* **OPDRACHTEN**:
a) Wie heeft volgens het tekstfragment over de bouts-rimés dit poëtische spel bedacht?
b) Hervat het tekstfragment over de bouts-rimés na de laatste zin die getoond wordt.

* **TEKSTFRAGMENT**:
=====

Wie zij ontvangt, ontneemt zij elk gewicht
met sprankelende, sprekende gebaren;
zij kan een wereld in haar schoot bewaren
op sluiers open en op sluiers dicht.
.
Even
.
Waar het stelen
geven
is,
kus met kus
verweven
is,
is het leven
even
alles wat het
is.
.
Rijmende endjes
Of de bouts-rimés
.
Binnen de vaste versvormen zijn er vele mogelijkheden en er komen er ook nog steeds bij. Een leuke variant is de bouts-rimés of de rijmende endjes. Dit is een poëtisch spel waarbij men de rijmwoorden van een gedicht neemt en hiermee een volledig nieuw gedicht maakt. Bouts-Rimés is bedacht door de, verder onbelangrijke, 17e eeuwse Franse dichter Dulot, van wie verder geen werk bewaard is gebleven. Hij klaagde ooit dat hij was beroofd van 300 sonnetten. Toen zijn omgeving hierover nogal verbaasd was (over het aantal) verklaarde hij dat het hier louter ging om de rijmwoorden en dat hij de sonnetten later zou schrijven. In die tijd vond men dat reuze amusant en wat Dulot als serieuze zaak had gedaan (het opschrijven van rijmwoorden om daar later sonnetten van te maken) werd als spel een hit en bleef dit tot ver in de 18e eeuw.
.
In Nederland heeft (wie anders) Drs. P. zich aan deze vorm overgegeven maar ook Remko Koplamp op de rijmwoorden van een sonnet van Jean Pierre Rawie. Hieronder zie je waar zo’n bout-rimés toe kan leiden.
.

=====

(Bronregels)

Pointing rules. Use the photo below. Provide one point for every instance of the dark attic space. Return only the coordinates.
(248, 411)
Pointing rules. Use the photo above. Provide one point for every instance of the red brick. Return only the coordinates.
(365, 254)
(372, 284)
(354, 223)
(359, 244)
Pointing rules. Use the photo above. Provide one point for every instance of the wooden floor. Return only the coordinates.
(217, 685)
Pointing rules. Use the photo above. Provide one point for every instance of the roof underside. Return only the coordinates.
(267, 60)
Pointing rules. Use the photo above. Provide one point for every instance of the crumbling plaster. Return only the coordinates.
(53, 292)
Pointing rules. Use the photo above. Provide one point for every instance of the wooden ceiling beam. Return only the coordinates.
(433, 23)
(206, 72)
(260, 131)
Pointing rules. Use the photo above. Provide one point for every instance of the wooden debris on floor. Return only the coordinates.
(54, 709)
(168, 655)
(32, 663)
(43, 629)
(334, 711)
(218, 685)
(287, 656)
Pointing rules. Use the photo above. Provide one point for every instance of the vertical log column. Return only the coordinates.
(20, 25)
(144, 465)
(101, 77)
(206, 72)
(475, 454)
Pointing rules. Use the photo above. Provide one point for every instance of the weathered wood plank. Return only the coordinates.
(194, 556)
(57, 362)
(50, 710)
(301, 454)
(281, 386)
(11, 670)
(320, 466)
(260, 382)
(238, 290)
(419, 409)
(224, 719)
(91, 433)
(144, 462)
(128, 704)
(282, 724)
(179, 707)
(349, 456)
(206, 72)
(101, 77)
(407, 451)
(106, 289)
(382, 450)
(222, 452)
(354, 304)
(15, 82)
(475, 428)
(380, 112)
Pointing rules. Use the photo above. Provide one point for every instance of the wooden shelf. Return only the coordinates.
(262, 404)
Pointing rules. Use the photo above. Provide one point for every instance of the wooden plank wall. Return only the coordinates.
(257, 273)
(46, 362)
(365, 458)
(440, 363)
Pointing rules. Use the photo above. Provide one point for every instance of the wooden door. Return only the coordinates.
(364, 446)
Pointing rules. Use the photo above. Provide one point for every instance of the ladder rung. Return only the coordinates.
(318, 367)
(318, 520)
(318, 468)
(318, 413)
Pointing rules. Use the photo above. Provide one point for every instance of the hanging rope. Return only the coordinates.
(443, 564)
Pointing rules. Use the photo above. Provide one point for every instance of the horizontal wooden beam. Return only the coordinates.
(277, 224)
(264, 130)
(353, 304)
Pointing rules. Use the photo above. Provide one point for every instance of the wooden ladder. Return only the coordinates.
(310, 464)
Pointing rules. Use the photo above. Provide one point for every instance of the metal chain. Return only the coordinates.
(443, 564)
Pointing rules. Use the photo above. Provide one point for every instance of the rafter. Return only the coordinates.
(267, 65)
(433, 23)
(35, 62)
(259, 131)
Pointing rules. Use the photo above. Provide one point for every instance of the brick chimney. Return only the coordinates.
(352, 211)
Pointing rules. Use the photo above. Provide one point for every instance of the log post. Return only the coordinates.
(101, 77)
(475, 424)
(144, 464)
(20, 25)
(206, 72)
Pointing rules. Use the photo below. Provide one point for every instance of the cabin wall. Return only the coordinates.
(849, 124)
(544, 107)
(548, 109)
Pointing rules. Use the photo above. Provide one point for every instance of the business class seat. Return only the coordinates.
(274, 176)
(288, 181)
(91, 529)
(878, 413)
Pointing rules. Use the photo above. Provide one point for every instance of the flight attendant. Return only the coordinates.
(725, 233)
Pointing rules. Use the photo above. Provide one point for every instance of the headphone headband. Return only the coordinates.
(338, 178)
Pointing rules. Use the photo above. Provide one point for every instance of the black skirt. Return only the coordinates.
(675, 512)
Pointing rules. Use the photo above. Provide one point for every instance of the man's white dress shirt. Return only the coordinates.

=====

* **GEGEVEN ANTWOORDEN**:
a) De 17e-eeuwse Franse dichter Dulot.

b)
Kringloop
Wij hebben ook vannacht weer niet geslapen,
wij hadden wel wat anders aan ons hoofd:
we leken even voor elkaar geschapen,
en alle leugens werden weer geloofd.
Toch hebben we zeer van elkaar gehouden,
het is gekomen als het is gegaan;
verder blijft alles altijd bij het oude:
de Moor kan gaan hij heeft zijn plicht gedaan.
Er stonden ’s morgens mannen in de bomen
en zaagden zinvol in de takken rond.
Ik ben gegaan zoals ik ben gekomen,
maar met de smaak van sterven in mijn mond.
Ik heb dus ook vannacht weer niet geslapen
Die hele wedstrijd bonkte door mijn hoofd
We hadden toch een kans of vier geschapen
En eventjes had ik erin geloofd
Ik heb een poos de moed erin gehouden
(Er zijn wel twintig biertjes doorgegaan)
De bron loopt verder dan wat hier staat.